-- The task --
In the post "Pandemic Life – One Year Later," how long did the writer first expect the quarantine to last?

-- Quoted passage --
____
Pandemic Life – One Year Later

A year and a week ago, when I wrote the post below, I thought the quarantine would last four weeks — six tops. All we needed was for everyone to stay home and the virus would extinguish itself. Easy peasy.

Maybe that naivete explains my irritating cheeriness — Kids home! Creativity! Bright spots! Where in this post is my terror at going to the market? Where is me spreading newspaper on the table before putting the grocery bags down, wiping down the milk cartons, soaping up my apples, and yelling at my family for not being as stressed out as me? I pinballed between every emotion — maybe these conscious efforts at gratitude were simply to quell the fear.

A year has passed. The world has suffered. We have collectively lost so much. Also, we have adapted. We have gained perspective, and down time, and (need I say it) some weight. But even as vaccines are being administered, my fear has grown like a callus; it will be a challenge to exfoliate. I may never completely excise it.
____
-- Data extract --
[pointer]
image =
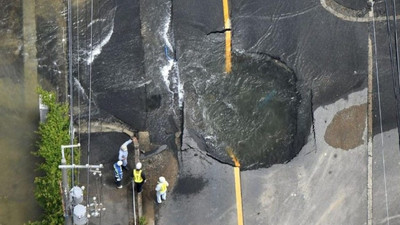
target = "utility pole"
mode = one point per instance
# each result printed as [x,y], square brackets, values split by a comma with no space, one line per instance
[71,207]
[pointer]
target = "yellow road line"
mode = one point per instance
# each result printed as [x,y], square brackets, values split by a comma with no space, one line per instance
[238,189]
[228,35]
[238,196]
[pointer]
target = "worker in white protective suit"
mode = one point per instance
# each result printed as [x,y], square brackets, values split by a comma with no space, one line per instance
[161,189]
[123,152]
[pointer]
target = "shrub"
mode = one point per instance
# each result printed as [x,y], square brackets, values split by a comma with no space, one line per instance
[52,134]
____
-- Exercise answer --
Four weeks, six at most.